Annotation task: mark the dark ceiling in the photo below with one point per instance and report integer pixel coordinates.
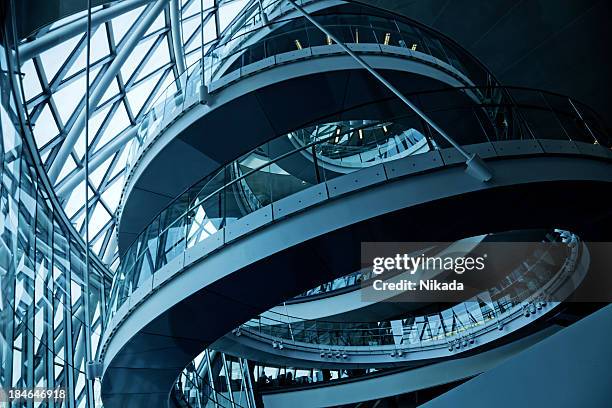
(558, 45)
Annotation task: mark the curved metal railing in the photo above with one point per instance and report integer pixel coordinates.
(287, 34)
(211, 204)
(526, 286)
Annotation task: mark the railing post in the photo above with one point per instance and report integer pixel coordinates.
(475, 166)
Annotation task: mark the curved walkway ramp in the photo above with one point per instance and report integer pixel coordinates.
(271, 255)
(569, 369)
(478, 322)
(269, 80)
(386, 384)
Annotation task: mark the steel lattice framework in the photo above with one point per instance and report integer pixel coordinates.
(138, 49)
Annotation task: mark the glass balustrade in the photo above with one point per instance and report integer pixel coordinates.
(253, 42)
(300, 159)
(522, 288)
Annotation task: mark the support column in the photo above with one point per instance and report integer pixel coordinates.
(134, 37)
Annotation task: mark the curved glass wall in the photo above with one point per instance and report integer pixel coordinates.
(280, 167)
(45, 293)
(351, 24)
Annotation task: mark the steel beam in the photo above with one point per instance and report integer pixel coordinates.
(177, 43)
(57, 36)
(126, 50)
(475, 166)
(96, 159)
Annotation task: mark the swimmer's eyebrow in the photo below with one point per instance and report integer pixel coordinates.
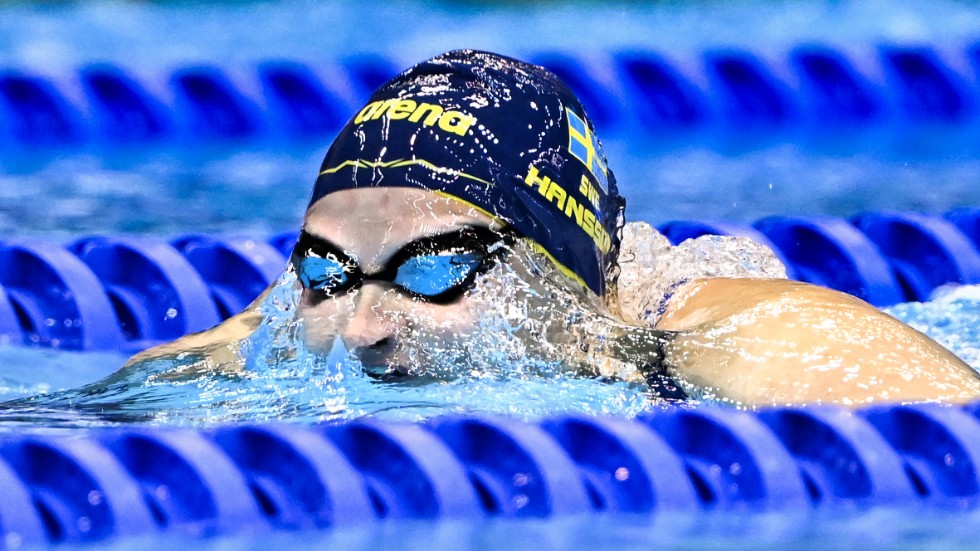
(310, 239)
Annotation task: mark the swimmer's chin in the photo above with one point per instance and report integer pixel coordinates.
(401, 375)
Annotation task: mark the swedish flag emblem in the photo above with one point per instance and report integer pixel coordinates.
(584, 145)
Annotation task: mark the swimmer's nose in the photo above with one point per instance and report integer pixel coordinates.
(369, 333)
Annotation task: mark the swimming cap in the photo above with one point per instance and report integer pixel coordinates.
(500, 134)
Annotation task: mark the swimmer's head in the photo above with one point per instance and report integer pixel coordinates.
(507, 138)
(467, 164)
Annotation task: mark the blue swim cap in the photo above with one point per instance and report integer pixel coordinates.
(505, 136)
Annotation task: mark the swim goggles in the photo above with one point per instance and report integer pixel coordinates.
(438, 269)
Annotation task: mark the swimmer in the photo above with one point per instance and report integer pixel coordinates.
(470, 196)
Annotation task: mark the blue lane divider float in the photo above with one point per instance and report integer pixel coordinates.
(126, 113)
(58, 301)
(833, 253)
(924, 251)
(35, 113)
(129, 293)
(115, 482)
(236, 270)
(647, 95)
(156, 293)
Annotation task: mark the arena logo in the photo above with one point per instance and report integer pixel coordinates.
(428, 114)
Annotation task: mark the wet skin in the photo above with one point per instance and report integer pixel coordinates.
(749, 342)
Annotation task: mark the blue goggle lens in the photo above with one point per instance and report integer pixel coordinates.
(431, 275)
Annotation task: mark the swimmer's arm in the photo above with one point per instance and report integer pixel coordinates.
(762, 342)
(219, 344)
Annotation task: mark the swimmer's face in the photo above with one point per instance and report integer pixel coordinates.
(376, 264)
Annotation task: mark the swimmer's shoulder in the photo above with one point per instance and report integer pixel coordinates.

════

STATED EXERCISE → Print the line containing "Annotation task: mark the wet" and every line after it to the end of the records above, exactly as written, and nothing else.

FINAL ANSWER →
Annotation task: mark the wet skin in the photo above with one point per instance and report integer pixel coordinates.
(749, 342)
Annotation task: mark the blue goggle lens in the photo above with one point per instance and report integer pixel coordinates.
(431, 275)
Annotation task: mark the swimmer's arm in the photo above with one point per instance and report integer pixel coordinates.
(762, 342)
(219, 344)
Annotation task: mark the swimmer's face in the photo above with one point per instance and report integer pixel coordinates.
(376, 264)
Annotation task: mark the swimmer's shoulder in the photo above with one point per instance and report integer pixel coordinates.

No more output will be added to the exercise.